I'm not sure I have anything to add, other than that the whole business side has begun to make me ill and drive away my desire and ability to write.
I am hoping that when we get away for a few days later this week, the refreshment of being with old friends in a part of the world I love (North York moors) will help. Sadly we have to be back by Tuesday as I have an early appointment at Occupational Therapy the next day.
I've got no less than 4 books on the go; when I actually get my head right, I think they might be quite good.
Yeah, cataracts - one now, one in August. Sigh.
Rohan, I'm not sure I follow your argument. How is the energy of digital distribution rather than content all that much different from legacy publishing? (I get the algorithms.) Wasn't it always mostly a matter of who got promoted, who got talked about? I realise that the midlist writer seems to be disappearing, maybe just like the middle class, buthow does anyone propose to counter this?
Something about genre later, but it's one of those things no one seems able to define but everyone knows exists, despite protests to the contrary.

━━━━

Answer these questions using the post.
(a) Which part of the world does the writer hope to visit with old friends?
(b) How many books does the writer say they have on the go?
(c) In which month is the writer's second cataract due?

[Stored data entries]

━━━━

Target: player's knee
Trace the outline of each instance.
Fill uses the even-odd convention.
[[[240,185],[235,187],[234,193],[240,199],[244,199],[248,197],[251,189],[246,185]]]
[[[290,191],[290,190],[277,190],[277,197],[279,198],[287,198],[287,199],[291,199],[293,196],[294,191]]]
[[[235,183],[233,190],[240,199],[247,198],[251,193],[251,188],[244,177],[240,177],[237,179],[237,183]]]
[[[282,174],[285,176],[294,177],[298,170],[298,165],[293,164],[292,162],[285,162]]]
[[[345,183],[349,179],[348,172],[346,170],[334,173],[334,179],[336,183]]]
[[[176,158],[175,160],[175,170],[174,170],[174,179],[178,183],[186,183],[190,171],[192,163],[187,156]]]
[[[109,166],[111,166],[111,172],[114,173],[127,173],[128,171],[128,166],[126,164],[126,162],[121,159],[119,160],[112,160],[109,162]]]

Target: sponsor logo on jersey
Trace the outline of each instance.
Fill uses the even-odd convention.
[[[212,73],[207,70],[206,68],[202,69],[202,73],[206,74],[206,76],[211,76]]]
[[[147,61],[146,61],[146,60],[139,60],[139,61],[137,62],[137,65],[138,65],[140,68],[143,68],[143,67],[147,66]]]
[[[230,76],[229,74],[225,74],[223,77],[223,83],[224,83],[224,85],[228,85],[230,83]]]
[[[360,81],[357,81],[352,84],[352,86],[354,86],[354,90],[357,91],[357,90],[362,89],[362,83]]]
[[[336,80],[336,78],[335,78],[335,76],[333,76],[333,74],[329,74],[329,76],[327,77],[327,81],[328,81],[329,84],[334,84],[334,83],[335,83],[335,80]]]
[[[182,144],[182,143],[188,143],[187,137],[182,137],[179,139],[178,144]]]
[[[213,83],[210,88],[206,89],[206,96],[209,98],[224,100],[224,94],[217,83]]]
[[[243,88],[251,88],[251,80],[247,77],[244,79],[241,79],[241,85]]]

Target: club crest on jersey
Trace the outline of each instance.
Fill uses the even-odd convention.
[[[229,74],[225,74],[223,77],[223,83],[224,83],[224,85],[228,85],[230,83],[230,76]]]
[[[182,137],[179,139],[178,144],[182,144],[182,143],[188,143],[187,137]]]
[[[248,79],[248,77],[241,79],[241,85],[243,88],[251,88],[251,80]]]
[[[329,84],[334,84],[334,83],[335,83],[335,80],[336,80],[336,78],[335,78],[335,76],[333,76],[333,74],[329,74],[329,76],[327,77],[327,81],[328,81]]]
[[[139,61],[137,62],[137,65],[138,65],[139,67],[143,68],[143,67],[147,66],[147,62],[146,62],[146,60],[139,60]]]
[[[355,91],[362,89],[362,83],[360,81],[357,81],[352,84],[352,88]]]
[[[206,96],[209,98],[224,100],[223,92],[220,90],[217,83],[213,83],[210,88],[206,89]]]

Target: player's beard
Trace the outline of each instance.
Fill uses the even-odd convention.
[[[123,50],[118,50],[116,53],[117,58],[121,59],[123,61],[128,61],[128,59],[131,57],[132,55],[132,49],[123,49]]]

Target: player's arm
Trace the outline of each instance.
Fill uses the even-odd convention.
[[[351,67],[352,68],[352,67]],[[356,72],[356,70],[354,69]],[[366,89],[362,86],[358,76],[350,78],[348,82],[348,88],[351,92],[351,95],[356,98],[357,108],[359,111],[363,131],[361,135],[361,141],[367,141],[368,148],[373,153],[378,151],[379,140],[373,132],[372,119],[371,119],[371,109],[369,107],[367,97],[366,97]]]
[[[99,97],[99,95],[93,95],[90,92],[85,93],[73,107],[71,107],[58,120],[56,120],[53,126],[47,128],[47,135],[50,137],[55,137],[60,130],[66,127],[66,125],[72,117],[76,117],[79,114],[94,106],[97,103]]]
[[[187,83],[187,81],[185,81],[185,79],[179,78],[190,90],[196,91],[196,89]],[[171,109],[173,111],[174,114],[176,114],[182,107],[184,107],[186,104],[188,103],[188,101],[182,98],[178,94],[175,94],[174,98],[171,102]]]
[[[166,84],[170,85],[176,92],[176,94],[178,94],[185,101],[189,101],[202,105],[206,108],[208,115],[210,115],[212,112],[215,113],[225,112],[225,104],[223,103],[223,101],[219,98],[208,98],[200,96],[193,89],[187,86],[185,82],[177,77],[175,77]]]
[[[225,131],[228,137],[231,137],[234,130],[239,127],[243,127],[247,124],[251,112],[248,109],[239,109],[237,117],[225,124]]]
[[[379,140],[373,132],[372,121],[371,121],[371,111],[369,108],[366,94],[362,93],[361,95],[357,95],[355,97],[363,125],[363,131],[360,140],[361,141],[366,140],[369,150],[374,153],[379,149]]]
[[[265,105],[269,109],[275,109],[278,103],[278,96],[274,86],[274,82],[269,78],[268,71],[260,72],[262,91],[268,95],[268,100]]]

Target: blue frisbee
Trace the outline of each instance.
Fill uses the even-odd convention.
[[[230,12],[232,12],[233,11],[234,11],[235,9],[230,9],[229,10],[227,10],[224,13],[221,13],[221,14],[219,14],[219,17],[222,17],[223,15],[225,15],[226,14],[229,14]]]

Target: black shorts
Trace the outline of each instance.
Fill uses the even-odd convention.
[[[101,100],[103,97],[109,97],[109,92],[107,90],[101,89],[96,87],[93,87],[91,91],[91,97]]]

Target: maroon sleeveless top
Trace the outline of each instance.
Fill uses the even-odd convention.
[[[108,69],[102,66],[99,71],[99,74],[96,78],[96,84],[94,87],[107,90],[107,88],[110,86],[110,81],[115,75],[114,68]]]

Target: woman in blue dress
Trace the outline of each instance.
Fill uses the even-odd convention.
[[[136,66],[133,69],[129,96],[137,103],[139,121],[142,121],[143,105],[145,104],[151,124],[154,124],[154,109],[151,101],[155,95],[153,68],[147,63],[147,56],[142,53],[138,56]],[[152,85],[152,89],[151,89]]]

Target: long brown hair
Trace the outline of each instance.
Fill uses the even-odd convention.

━━━━

**Answer box**:
(a) The North York moors
(b) Four
(c) August